- AIM OF THE EXERCISE -
Please pull out every line of the entries below that contains the word "green", copying each one in full.
---- EXERCISE INPUTS
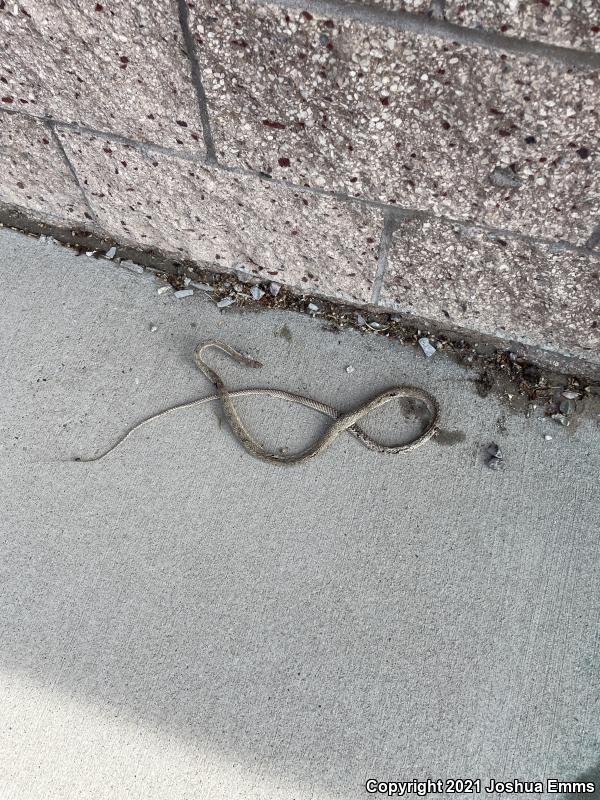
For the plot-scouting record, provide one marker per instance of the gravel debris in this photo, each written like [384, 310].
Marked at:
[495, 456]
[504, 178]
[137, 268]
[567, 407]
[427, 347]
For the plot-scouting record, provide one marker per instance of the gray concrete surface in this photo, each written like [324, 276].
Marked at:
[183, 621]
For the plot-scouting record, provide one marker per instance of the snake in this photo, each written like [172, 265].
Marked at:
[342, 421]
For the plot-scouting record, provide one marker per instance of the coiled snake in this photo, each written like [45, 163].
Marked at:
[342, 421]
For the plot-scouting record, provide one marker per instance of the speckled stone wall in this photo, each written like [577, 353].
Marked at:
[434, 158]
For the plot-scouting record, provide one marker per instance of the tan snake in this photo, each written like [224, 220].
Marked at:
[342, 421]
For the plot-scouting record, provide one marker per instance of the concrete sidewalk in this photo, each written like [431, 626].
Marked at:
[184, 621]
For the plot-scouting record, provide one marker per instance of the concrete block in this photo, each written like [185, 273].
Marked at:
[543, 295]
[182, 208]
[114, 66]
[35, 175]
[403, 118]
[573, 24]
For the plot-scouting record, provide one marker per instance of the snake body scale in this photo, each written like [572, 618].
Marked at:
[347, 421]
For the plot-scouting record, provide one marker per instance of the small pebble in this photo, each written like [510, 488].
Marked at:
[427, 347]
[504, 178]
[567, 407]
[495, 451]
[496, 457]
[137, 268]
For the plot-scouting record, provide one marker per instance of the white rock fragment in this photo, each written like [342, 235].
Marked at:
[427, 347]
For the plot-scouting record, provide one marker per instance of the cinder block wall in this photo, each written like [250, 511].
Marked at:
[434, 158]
--------
---- EXERCISE INPUTS
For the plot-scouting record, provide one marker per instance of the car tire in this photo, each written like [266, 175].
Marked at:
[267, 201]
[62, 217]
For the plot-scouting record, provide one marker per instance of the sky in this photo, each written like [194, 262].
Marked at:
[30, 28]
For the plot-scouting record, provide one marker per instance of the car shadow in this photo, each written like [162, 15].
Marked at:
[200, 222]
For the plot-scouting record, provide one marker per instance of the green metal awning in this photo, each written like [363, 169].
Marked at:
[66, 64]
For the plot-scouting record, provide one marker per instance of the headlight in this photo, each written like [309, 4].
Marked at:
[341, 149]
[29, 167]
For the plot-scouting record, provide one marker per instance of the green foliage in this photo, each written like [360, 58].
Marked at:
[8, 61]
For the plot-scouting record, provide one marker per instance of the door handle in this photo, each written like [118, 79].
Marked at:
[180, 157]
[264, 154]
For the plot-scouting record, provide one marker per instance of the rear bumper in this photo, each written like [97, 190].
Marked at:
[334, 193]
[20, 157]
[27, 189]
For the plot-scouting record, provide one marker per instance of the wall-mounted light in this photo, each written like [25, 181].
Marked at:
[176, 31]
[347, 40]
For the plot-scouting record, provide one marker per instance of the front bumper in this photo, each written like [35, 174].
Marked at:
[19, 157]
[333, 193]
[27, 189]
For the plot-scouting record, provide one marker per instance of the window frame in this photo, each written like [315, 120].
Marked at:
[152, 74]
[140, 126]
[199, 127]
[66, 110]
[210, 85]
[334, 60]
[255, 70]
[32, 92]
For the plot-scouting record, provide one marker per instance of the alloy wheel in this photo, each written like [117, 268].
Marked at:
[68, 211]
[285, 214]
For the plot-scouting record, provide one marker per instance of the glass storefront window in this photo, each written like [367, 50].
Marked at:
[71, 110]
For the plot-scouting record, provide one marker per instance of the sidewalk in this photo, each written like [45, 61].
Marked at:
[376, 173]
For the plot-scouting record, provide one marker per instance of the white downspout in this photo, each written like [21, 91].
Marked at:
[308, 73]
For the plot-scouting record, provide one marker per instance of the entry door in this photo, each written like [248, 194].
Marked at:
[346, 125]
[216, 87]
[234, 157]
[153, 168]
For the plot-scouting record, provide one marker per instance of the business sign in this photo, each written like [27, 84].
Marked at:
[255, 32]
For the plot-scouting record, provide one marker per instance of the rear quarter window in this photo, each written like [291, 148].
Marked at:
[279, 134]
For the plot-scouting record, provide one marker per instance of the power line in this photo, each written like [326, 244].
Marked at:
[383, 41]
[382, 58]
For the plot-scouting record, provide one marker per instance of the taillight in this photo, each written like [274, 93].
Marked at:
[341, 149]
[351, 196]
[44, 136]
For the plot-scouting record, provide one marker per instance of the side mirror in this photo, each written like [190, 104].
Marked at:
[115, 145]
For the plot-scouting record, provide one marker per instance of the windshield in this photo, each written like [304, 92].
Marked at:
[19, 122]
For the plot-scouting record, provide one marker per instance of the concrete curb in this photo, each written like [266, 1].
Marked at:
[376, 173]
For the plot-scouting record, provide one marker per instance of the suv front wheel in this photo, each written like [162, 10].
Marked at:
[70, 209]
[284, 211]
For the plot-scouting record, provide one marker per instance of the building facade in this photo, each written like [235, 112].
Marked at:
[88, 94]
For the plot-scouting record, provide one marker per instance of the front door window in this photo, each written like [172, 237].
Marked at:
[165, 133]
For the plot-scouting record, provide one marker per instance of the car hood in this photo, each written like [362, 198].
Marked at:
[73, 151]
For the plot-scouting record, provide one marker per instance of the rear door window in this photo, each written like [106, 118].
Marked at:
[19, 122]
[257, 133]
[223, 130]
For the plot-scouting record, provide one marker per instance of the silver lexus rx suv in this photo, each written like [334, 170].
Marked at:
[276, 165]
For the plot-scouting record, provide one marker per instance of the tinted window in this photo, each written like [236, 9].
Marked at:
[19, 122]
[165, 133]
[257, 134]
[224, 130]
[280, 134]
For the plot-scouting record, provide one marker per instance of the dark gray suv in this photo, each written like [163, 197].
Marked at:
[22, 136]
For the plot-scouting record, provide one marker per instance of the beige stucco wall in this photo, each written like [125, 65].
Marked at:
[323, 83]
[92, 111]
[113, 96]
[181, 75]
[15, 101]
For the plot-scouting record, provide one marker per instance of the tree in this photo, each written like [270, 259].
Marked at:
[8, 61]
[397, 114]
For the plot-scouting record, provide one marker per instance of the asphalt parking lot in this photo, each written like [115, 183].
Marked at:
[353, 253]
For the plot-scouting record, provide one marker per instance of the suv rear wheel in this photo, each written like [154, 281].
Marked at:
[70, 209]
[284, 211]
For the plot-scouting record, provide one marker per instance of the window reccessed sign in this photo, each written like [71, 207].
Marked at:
--------
- RESULT BELOW -
For the plot-scouting record, provide one marker per instance of the green metal awning in this photo, each written like [363, 169].
For the plot-scouting record, provide one marker per instance of the green foliage in this photo, each written like [360, 58].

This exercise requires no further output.